▶ **Description of the task**
Everything in the data below is left aside except the lines from the one containing "Target: car door" through the one containing "Target: short sleeve"; repeat those exactly.

--- START ---

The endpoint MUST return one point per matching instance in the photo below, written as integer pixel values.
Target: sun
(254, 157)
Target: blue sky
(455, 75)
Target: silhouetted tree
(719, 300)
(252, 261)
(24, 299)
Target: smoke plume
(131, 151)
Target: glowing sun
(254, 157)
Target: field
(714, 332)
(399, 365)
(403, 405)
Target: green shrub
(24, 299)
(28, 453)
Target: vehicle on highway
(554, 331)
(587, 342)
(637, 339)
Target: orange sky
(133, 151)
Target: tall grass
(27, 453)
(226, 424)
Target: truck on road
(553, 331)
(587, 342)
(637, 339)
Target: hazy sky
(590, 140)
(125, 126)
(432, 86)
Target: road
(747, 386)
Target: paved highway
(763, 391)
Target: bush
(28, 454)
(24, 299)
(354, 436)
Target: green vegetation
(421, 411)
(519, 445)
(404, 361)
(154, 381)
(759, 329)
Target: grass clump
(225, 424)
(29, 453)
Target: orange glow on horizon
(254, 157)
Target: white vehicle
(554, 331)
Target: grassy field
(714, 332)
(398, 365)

--- END ---
--- START ---

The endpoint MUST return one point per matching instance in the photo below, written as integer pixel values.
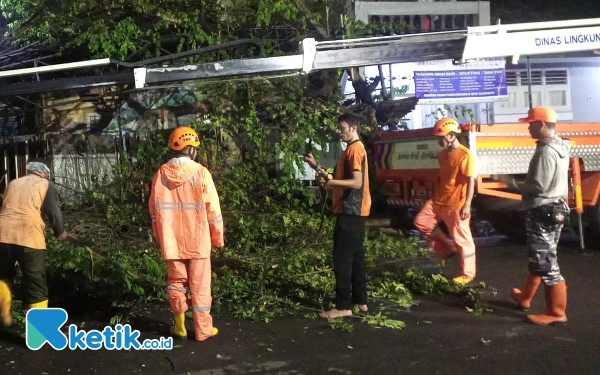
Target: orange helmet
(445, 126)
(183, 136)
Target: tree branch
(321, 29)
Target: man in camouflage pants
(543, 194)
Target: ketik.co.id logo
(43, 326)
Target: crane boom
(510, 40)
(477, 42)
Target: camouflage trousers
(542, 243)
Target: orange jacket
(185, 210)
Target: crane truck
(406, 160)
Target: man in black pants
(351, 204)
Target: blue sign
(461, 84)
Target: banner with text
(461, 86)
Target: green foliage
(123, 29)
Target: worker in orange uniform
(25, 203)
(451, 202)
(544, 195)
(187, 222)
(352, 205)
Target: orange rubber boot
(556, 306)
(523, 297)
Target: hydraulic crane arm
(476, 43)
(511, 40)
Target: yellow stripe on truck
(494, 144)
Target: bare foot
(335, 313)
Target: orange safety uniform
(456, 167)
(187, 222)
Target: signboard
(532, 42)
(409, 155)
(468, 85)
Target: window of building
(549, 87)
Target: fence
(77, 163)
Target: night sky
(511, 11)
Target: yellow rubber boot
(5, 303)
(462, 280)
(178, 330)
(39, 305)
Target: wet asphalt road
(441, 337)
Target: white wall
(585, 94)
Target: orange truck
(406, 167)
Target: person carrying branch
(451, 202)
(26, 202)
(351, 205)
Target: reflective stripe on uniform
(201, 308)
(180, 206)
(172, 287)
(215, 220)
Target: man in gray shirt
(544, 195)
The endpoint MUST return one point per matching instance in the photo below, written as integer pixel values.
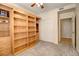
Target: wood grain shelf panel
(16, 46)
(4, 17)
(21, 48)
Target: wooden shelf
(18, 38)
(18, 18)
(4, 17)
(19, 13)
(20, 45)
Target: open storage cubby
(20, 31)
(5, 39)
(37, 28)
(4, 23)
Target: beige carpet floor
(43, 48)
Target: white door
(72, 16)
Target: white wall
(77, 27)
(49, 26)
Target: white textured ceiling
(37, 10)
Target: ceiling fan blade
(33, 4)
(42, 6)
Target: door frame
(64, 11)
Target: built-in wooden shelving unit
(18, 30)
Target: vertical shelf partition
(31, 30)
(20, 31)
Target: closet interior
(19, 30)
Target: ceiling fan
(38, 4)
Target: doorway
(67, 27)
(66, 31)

--- END ---
--- START ---

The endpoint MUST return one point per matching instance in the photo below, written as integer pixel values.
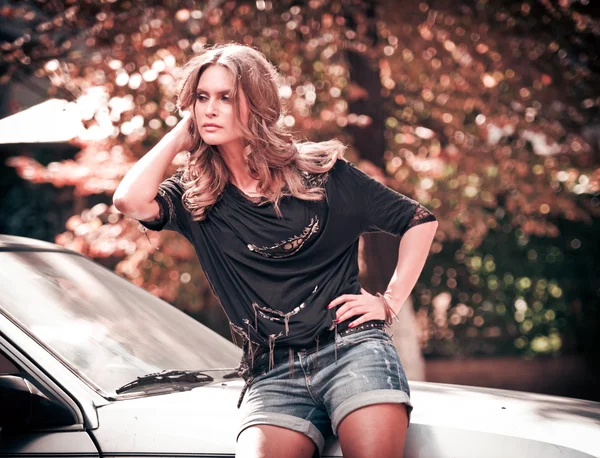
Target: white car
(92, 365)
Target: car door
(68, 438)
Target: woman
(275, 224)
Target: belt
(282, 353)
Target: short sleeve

--- END ---

▶ **Exercise solution**
Target: car door
(68, 438)
Target: woman
(275, 224)
Target: belt
(282, 353)
Target: short sleeve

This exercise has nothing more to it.